*** Task material ***

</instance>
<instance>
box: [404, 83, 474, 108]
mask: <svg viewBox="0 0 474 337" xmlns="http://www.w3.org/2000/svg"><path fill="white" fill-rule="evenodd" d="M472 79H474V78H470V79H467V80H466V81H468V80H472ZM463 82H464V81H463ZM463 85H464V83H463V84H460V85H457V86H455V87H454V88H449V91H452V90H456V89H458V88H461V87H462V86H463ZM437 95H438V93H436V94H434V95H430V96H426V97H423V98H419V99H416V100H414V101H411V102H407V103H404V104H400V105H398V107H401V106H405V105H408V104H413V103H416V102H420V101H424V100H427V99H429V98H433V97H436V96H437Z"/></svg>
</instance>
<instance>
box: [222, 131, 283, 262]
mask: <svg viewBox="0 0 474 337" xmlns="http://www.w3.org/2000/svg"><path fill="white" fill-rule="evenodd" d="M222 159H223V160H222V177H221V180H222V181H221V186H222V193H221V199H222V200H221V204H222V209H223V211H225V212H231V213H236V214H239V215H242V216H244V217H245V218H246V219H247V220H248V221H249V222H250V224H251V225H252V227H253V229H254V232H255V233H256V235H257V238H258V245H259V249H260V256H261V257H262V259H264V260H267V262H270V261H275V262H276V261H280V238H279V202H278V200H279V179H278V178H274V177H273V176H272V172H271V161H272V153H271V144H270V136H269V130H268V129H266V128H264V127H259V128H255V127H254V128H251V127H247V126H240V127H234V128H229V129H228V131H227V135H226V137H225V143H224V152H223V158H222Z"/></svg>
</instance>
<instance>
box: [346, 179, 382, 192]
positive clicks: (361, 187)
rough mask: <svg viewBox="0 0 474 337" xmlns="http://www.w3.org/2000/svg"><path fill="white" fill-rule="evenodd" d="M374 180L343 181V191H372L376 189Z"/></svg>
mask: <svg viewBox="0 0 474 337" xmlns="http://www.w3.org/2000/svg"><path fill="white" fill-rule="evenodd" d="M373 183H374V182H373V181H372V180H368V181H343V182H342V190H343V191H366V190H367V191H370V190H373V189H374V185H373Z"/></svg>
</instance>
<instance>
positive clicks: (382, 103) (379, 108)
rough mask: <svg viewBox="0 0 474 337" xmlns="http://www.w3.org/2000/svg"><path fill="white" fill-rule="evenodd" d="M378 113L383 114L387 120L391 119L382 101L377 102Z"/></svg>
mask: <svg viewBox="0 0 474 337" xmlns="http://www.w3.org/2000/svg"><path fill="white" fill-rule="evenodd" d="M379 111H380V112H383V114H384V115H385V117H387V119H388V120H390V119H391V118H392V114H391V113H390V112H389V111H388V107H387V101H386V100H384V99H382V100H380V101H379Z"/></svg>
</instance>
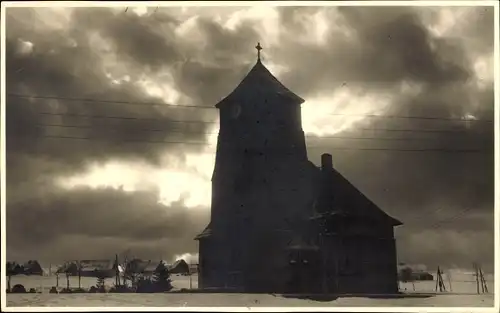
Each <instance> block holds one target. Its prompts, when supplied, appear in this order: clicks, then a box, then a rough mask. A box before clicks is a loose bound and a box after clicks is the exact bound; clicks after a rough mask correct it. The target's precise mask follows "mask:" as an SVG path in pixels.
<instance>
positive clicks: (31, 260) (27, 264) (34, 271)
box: [22, 260, 43, 276]
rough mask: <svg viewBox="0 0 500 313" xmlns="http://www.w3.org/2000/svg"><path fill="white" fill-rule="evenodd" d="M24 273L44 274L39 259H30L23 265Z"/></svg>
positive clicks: (32, 274)
mask: <svg viewBox="0 0 500 313" xmlns="http://www.w3.org/2000/svg"><path fill="white" fill-rule="evenodd" d="M22 267H23V274H24V275H39V276H42V275H43V269H42V266H40V263H39V262H38V261H37V260H29V261H28V262H26V263H24V264H23V265H22Z"/></svg>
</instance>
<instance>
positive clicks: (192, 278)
mask: <svg viewBox="0 0 500 313" xmlns="http://www.w3.org/2000/svg"><path fill="white" fill-rule="evenodd" d="M192 266H193V262H189V290H193V278H192V275H193V274H192V272H191V267H192Z"/></svg>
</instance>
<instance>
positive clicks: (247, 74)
mask: <svg viewBox="0 0 500 313" xmlns="http://www.w3.org/2000/svg"><path fill="white" fill-rule="evenodd" d="M256 48H257V51H258V57H257V63H256V64H255V65H254V66H253V68H252V69H251V70H250V72H248V74H247V76H245V78H243V80H242V81H241V82H240V83H239V85H238V86H237V87H236V88H235V89H234V90H233V92H231V93H230V94H229V95H228V96H227V97H225V98H224V99H222V100H221V101H220V102H219V103H217V104H216V105H215V106H216V107H217V108H220V107H221V106H222V105H223V104H224V103H225V102H230V101H236V102H238V101H239V100H241V99H248V98H255V96H257V95H258V96H269V95H281V96H284V97H286V98H288V99H289V100H290V101H291V102H294V103H296V104H301V103H303V102H304V99H302V98H301V97H299V96H297V95H296V94H294V93H293V92H292V91H290V89H288V88H287V87H285V86H284V85H283V84H282V83H281V82H280V81H279V80H278V79H277V78H276V77H274V75H273V74H272V73H271V72H270V71H269V70H268V69H267V68H266V67H265V66H264V64H262V61H261V60H260V50H261V49H262V47H260V44H258V45H257V47H256Z"/></svg>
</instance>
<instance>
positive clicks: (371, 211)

*** End of Task material ***

- **Exercise brief**: Pull out every line of the data that contains the string "clicks" and list those lines.

- **Your solution**:
positive clicks: (361, 187)
positive clicks: (382, 103) (379, 108)
Each <instance> block holds one target. Its prompts, when supplied, appear in this order: clicks, then a box, then a rough mask. A box before clicks is a loose bound and a box after clicks is the exact bound; clicks after a rough mask correct it. The target's precise mask follows "mask:" as an SVG path in pixels.
positive clicks: (31, 260) (27, 264) (34, 271)
positive clicks: (32, 274)
positive clicks: (192, 278)
positive clicks: (247, 74)
positive clicks: (371, 211)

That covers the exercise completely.